▶ [The problem] All records are to be restated word for word, with pictures excluded.

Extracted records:
-- Opening Marker --

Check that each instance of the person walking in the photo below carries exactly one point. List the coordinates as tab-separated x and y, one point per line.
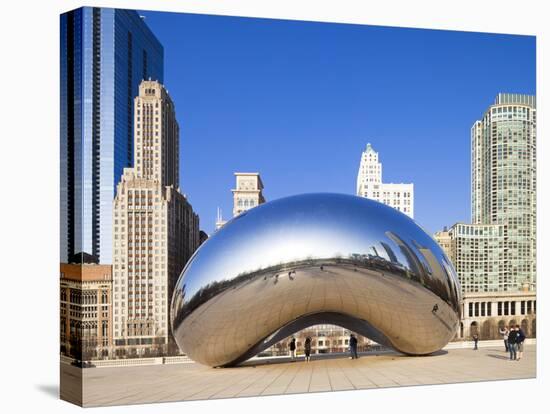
292	347
476	339
519	340
512	342
504	332
307	349
353	346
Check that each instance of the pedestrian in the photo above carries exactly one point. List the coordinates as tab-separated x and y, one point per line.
519	340
504	332
353	346
512	342
292	347
307	348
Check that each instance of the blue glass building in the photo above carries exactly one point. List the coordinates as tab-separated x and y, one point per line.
105	53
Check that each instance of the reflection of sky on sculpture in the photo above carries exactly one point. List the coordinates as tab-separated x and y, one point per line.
316	226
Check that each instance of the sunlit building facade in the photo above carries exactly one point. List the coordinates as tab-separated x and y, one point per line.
155	230
370	185
503	145
248	192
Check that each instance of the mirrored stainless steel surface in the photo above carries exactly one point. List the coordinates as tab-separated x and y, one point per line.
309	259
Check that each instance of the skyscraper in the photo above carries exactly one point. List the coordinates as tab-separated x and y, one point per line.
105	53
503	145
370	185
248	192
155	229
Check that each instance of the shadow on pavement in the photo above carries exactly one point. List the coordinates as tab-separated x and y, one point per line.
498	356
49	389
331	356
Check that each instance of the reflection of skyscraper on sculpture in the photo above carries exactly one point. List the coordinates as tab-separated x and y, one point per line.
155	229
415	266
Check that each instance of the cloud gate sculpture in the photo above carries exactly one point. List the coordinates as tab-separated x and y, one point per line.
309	259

-- Closing Marker --

▶ [Result of the task]
Check that each instance of the person walking in the photo below carries exactly one point. List the coordinates as tab-separated x and y, one point per line.
292	347
476	339
519	340
512	342
504	332
307	349
353	346
Check that each instance of the pedestrian in the photo above carries exactly one point. List the coordinates as tab-separated x and y, one point per line.
519	340
504	332
353	346
512	342
292	347
307	348
Check that each instance of the blue glass building in the photo above carries exactly one point. List the coordinates as tab-separated x and y, one point per line.
105	53
Check that each instance of the reflection of sky on sculpture in the photo above carries exactly one point. List the coordinates as tab-separated x and y, one point per line.
316	226
Check that each instance of the sunlit building facade in the photo above carries exactly one point. List the coordinates as tab-separated x and y, one point per line.
155	230
370	185
503	145
248	192
Check that each instance of the mirrored stainless steel surface in the photo above carries exactly one point. List the coordinates as tab-separated x and y, one point per line.
309	259
Check that each instance of the skyscraper in the photo above carries exactly one point. List the coordinates as tab-separated x and y, one point per line.
105	53
503	145
370	185
248	192
155	229
Check that each instance of the shadow on pavement in the photo above carries exactly one point. List the coordinates as tab-separated x and y, one point per line.
498	356
49	389
331	356
Check that each instance of the reflection of skyscraper on sculpture in the photo above carries exactly one point. List the coordinates as tab-separated x and y, one point per line.
155	229
415	266
Check that each instance of the cloud gate sculpture in the photo above carries exactly one point. List the coordinates as tab-separated x and y, one point per line.
309	259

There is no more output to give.